■ **Extracted data**
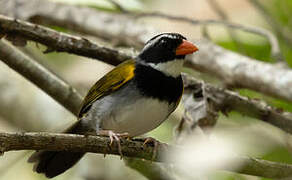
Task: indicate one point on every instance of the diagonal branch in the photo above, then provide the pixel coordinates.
(100, 23)
(240, 72)
(59, 42)
(130, 148)
(275, 47)
(225, 101)
(58, 89)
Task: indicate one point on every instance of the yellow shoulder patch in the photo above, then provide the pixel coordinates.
(109, 83)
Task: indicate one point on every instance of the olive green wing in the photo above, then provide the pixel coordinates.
(109, 83)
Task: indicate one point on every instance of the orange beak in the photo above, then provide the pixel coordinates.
(186, 47)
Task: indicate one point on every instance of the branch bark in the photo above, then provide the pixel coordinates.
(242, 72)
(23, 138)
(58, 89)
(224, 100)
(59, 42)
(101, 24)
(232, 68)
(130, 148)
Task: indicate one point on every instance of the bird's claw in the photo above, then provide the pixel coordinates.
(114, 137)
(155, 143)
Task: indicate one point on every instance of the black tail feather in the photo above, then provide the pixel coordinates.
(53, 163)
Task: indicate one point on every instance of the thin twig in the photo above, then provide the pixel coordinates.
(275, 48)
(220, 12)
(225, 101)
(130, 148)
(273, 23)
(152, 171)
(41, 77)
(118, 6)
(59, 42)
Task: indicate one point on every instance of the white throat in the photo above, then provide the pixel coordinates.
(170, 68)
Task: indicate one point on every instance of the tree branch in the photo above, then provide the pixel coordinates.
(41, 77)
(238, 71)
(59, 42)
(273, 23)
(237, 74)
(224, 100)
(23, 138)
(100, 24)
(130, 148)
(275, 47)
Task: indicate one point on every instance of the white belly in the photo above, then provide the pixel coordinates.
(138, 118)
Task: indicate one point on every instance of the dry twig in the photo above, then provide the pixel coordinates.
(131, 148)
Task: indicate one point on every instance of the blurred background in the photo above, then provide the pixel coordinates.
(33, 110)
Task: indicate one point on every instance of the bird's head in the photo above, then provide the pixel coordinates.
(166, 51)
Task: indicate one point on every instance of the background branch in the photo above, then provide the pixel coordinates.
(41, 77)
(225, 101)
(232, 75)
(130, 148)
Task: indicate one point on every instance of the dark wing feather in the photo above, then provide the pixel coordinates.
(112, 81)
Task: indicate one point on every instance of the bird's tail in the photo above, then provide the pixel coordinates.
(53, 163)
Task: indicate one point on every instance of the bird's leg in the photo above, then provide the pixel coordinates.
(150, 140)
(114, 137)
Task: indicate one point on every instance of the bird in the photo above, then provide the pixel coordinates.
(132, 99)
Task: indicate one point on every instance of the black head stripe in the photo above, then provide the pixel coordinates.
(161, 48)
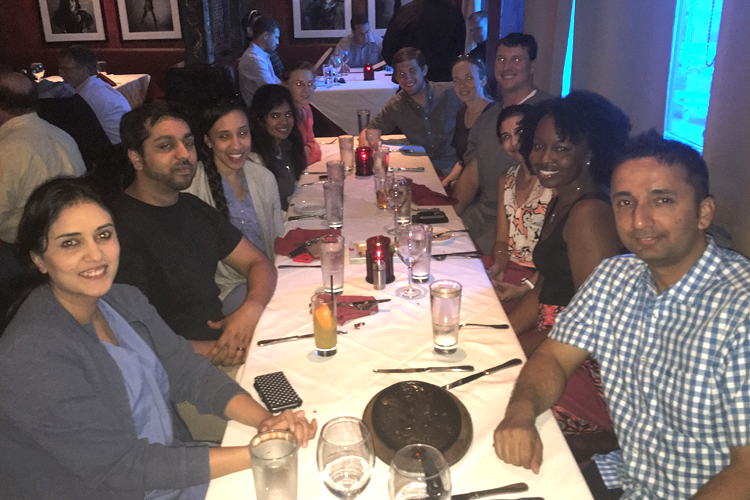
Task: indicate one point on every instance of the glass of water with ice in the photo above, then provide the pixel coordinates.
(419, 471)
(346, 457)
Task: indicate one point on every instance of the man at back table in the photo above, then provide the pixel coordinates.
(485, 159)
(171, 242)
(362, 46)
(669, 327)
(77, 66)
(255, 67)
(424, 111)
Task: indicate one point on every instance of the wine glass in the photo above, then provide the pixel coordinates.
(419, 471)
(37, 69)
(411, 242)
(344, 62)
(396, 193)
(346, 456)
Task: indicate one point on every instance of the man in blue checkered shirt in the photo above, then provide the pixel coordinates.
(669, 326)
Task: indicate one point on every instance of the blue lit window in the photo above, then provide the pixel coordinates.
(696, 31)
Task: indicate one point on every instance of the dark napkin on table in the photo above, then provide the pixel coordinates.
(424, 196)
(346, 313)
(295, 237)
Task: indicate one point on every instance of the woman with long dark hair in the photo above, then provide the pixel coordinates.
(277, 139)
(91, 373)
(234, 180)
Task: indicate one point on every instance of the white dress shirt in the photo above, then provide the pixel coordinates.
(255, 70)
(108, 104)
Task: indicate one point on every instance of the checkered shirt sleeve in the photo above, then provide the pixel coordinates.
(675, 366)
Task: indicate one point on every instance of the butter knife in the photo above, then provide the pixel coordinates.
(466, 380)
(262, 343)
(511, 488)
(430, 369)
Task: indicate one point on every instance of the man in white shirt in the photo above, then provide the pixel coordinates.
(255, 67)
(77, 65)
(363, 46)
(31, 152)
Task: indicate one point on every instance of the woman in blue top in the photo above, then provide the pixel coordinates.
(90, 373)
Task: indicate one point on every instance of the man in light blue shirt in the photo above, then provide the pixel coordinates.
(363, 47)
(670, 329)
(255, 67)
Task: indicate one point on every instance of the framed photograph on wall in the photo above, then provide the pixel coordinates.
(149, 19)
(321, 18)
(72, 20)
(380, 12)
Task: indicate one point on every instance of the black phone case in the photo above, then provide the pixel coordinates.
(276, 392)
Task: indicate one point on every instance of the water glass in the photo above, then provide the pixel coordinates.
(421, 271)
(410, 244)
(332, 262)
(363, 118)
(382, 181)
(336, 171)
(274, 461)
(419, 471)
(380, 160)
(346, 149)
(345, 456)
(372, 136)
(445, 304)
(334, 196)
(323, 308)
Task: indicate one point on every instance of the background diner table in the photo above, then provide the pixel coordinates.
(341, 102)
(399, 335)
(133, 87)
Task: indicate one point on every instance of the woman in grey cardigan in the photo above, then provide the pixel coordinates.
(90, 373)
(234, 181)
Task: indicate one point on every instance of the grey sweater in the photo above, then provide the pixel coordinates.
(66, 429)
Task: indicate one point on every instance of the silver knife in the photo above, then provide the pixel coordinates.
(262, 343)
(466, 380)
(430, 369)
(511, 488)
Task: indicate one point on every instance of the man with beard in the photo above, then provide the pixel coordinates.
(171, 242)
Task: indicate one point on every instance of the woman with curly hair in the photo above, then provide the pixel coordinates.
(277, 139)
(571, 144)
(235, 181)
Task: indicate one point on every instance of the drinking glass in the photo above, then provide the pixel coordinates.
(419, 471)
(323, 309)
(396, 193)
(411, 242)
(346, 456)
(274, 462)
(332, 262)
(37, 69)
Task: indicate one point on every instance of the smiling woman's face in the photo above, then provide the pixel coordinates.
(82, 253)
(279, 122)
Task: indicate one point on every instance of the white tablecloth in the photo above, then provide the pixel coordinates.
(133, 87)
(341, 102)
(399, 335)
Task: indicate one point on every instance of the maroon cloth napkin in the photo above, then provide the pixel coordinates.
(292, 239)
(346, 313)
(424, 196)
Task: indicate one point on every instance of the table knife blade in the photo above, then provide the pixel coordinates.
(511, 488)
(430, 369)
(466, 380)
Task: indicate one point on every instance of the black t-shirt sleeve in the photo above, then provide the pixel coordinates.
(227, 236)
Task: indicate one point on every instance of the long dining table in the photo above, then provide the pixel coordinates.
(399, 335)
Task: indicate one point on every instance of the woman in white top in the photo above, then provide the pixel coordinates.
(520, 217)
(235, 181)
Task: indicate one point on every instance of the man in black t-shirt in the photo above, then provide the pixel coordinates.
(171, 242)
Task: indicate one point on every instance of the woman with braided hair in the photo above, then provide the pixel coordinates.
(236, 182)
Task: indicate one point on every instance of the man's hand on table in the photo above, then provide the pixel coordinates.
(517, 440)
(239, 327)
(295, 422)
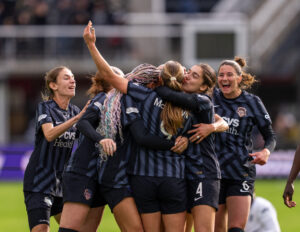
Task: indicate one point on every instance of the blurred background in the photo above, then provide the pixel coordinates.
(37, 35)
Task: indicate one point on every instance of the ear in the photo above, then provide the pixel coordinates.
(240, 78)
(53, 86)
(203, 88)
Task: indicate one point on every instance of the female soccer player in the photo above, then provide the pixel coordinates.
(83, 205)
(54, 138)
(157, 177)
(202, 167)
(242, 111)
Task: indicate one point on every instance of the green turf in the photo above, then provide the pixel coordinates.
(13, 216)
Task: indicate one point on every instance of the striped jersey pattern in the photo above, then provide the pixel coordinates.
(201, 160)
(48, 159)
(84, 159)
(234, 145)
(154, 163)
(112, 169)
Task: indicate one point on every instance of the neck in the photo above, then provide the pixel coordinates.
(234, 94)
(62, 102)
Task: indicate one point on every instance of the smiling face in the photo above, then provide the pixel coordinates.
(228, 81)
(65, 84)
(193, 82)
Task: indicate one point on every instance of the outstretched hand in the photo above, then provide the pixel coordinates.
(89, 34)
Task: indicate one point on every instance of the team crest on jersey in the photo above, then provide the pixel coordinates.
(48, 201)
(87, 194)
(241, 111)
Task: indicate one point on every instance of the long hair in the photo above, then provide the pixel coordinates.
(51, 76)
(99, 84)
(110, 123)
(172, 116)
(239, 64)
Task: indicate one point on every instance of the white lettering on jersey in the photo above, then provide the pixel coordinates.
(162, 129)
(42, 116)
(232, 121)
(98, 104)
(68, 135)
(130, 110)
(159, 103)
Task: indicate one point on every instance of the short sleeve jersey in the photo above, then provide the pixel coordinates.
(84, 159)
(148, 162)
(201, 160)
(48, 159)
(234, 146)
(112, 169)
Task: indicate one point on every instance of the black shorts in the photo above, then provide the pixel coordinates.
(203, 192)
(159, 194)
(114, 196)
(82, 189)
(235, 188)
(40, 207)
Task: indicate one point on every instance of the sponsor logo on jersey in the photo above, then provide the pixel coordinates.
(42, 116)
(98, 104)
(162, 129)
(245, 188)
(60, 141)
(48, 201)
(87, 194)
(241, 111)
(130, 110)
(233, 123)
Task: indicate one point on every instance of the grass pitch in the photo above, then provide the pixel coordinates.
(13, 216)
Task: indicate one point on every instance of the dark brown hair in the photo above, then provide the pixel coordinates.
(238, 64)
(51, 76)
(172, 116)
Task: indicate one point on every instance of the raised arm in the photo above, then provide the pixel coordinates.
(289, 187)
(104, 69)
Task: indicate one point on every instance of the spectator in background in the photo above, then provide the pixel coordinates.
(289, 187)
(262, 217)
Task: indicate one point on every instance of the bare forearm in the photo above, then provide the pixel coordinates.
(220, 125)
(103, 67)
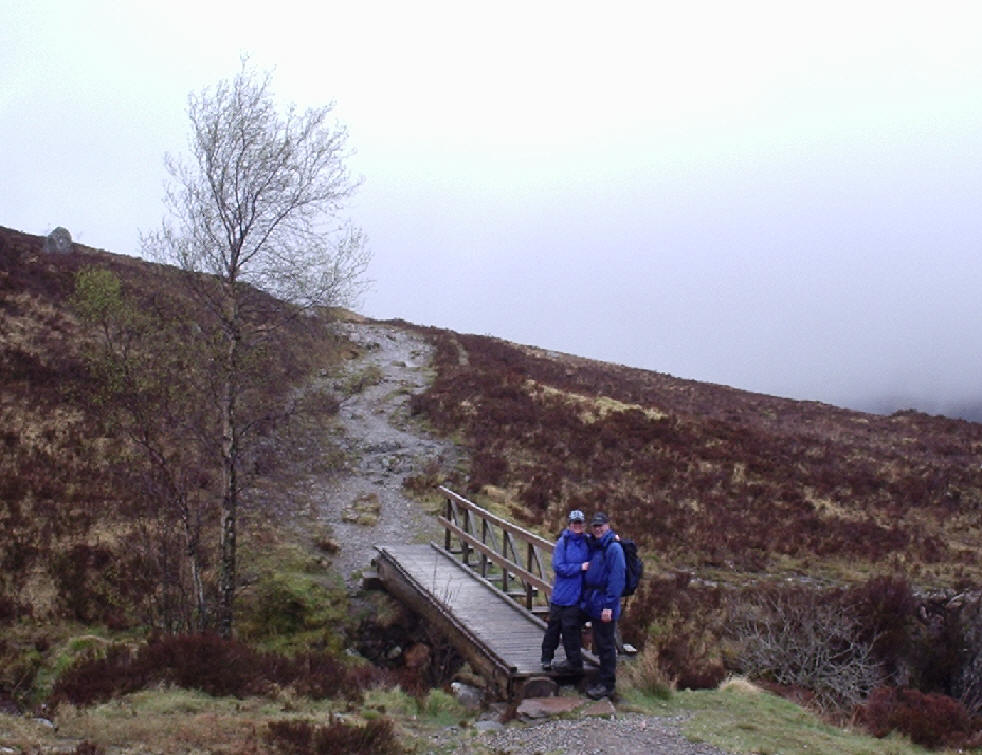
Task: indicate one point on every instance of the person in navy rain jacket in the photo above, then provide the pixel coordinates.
(570, 559)
(603, 584)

■ **Requirements**
Reproduce word for word the lines of the records from the line containing "Task: indicate one point on every instance of the person" through the end of the records, with both ends included.

■ **Correct answer**
Task: indicate one point on every instance of the person in navy rain jacket in the photo above, then provide the pixel coordinates.
(570, 559)
(603, 584)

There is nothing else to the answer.